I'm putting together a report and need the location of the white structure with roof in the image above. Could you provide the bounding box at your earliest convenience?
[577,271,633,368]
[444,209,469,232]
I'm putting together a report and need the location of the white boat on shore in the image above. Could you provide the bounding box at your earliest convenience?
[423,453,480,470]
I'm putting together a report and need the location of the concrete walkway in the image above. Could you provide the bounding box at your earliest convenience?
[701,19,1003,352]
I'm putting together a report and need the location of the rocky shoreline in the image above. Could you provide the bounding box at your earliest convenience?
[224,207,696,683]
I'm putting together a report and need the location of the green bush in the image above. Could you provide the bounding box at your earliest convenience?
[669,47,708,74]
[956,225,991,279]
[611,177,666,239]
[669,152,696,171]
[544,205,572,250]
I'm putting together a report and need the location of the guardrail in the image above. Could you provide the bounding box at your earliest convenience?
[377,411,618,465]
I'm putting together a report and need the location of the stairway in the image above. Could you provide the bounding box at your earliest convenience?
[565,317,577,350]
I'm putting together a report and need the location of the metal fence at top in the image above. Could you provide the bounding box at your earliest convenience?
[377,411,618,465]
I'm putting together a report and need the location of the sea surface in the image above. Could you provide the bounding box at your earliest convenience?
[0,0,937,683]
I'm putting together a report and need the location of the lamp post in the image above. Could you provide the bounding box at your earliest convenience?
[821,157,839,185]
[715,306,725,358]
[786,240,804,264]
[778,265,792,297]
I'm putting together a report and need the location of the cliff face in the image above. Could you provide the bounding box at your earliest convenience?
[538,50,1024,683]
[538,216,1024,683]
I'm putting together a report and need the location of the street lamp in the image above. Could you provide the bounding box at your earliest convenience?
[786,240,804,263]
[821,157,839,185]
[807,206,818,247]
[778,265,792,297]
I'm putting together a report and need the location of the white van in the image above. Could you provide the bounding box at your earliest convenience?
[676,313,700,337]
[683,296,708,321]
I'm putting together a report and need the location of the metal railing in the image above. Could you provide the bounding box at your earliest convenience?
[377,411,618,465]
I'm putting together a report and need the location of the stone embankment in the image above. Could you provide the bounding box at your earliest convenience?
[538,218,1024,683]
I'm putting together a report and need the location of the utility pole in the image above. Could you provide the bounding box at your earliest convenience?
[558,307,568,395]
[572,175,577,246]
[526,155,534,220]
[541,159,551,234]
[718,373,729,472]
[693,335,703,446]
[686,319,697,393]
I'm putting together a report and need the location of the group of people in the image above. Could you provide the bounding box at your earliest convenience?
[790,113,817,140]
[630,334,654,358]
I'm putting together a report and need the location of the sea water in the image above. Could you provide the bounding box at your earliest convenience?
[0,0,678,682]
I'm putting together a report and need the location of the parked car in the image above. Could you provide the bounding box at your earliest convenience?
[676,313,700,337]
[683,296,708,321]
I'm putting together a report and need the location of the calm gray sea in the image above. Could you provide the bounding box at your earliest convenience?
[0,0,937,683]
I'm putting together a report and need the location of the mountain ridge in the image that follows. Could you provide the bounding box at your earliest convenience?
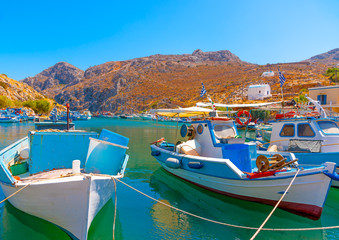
[15,49,339,112]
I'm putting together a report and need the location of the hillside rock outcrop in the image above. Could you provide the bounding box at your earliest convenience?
[22,62,84,93]
[0,74,44,101]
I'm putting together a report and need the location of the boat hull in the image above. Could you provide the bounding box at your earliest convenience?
[152,146,334,219]
[0,175,114,240]
[294,152,339,187]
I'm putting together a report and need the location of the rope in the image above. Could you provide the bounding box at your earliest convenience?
[115,179,339,232]
[250,168,300,240]
[112,177,118,240]
[0,183,31,204]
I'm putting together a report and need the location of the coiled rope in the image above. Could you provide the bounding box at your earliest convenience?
[115,178,339,232]
[250,168,300,240]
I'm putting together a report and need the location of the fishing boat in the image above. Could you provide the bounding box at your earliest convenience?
[0,116,20,123]
[0,129,129,240]
[151,109,335,219]
[261,97,339,187]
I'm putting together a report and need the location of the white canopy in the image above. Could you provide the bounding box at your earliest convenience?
[197,102,281,108]
[150,107,230,117]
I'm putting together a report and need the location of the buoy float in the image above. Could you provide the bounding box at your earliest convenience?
[236,110,252,126]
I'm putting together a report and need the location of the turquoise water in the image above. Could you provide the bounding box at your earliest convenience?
[0,119,339,240]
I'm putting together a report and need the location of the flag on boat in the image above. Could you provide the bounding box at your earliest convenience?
[50,106,58,121]
[278,69,286,87]
[200,83,206,97]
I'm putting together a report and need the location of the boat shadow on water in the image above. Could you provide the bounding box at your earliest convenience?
[0,197,122,240]
[150,168,330,239]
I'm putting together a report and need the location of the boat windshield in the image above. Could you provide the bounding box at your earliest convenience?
[214,125,235,139]
[318,121,339,134]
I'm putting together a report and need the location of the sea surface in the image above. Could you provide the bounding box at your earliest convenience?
[0,118,339,240]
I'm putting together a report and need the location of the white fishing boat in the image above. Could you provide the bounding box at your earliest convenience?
[0,130,128,240]
[151,109,335,219]
[262,97,339,187]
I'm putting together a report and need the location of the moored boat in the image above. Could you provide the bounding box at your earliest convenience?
[263,97,339,187]
[0,130,128,240]
[151,108,335,219]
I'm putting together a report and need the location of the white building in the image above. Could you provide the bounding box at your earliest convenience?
[261,71,274,77]
[247,84,272,100]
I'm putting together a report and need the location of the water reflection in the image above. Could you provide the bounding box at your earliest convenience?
[150,168,323,239]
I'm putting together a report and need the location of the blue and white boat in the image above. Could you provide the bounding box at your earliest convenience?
[151,110,335,219]
[263,97,339,187]
[0,130,129,240]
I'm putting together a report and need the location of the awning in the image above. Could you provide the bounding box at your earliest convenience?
[197,102,281,108]
[150,107,227,118]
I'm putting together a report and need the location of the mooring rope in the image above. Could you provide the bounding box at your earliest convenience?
[115,179,339,232]
[250,168,300,240]
[112,177,118,240]
[0,183,31,204]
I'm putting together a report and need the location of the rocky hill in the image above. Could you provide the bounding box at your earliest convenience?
[305,48,339,65]
[0,74,44,101]
[24,50,338,112]
[22,62,84,97]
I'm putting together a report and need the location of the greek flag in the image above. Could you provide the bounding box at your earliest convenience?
[49,106,58,122]
[200,83,206,97]
[278,69,286,87]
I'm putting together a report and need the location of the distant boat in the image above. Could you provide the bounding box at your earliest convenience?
[0,130,129,240]
[0,116,20,123]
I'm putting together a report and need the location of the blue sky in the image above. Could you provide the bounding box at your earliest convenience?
[0,0,339,80]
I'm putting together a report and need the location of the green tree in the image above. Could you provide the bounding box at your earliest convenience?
[0,95,13,108]
[22,99,51,114]
[325,68,339,82]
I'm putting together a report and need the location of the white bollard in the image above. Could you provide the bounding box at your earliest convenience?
[72,160,80,174]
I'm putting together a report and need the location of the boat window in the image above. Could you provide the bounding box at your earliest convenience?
[280,124,294,137]
[197,123,204,134]
[298,123,315,137]
[318,121,339,134]
[214,125,235,138]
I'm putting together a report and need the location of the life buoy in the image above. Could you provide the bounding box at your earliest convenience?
[236,110,252,126]
[285,111,296,118]
[151,138,165,145]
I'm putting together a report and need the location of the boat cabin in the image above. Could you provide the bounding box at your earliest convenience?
[270,118,339,152]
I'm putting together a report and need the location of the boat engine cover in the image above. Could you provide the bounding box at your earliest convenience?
[165,158,181,168]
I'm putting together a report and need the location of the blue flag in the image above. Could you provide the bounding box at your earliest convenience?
[278,69,286,87]
[200,83,206,97]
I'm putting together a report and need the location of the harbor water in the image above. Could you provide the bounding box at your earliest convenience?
[0,118,339,240]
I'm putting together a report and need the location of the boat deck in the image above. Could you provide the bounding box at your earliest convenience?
[18,168,83,183]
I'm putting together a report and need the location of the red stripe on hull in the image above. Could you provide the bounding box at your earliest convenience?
[165,169,323,220]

_ _ _

Short problem >> Output the data unchanged, starting with the line that contains "of the turquoise" and stopping after the line that contains "[150,168,330,239]".

Exercise answer >>
I'm putting together a report and need the location of the turquoise water in the image above. Could you provide the bounding box at your earliest convenience?
[0,119,339,240]
I'm putting together a report and need the location of the flag on boat in the image above. Could you provide the bounding box at your earliest convenience?
[50,106,58,121]
[278,69,286,87]
[200,83,206,97]
I'm putting together a report and need the location of the boat shadow on water in the image above. Could you provide the bounding box at your earliest convenience?
[0,197,122,240]
[150,168,330,239]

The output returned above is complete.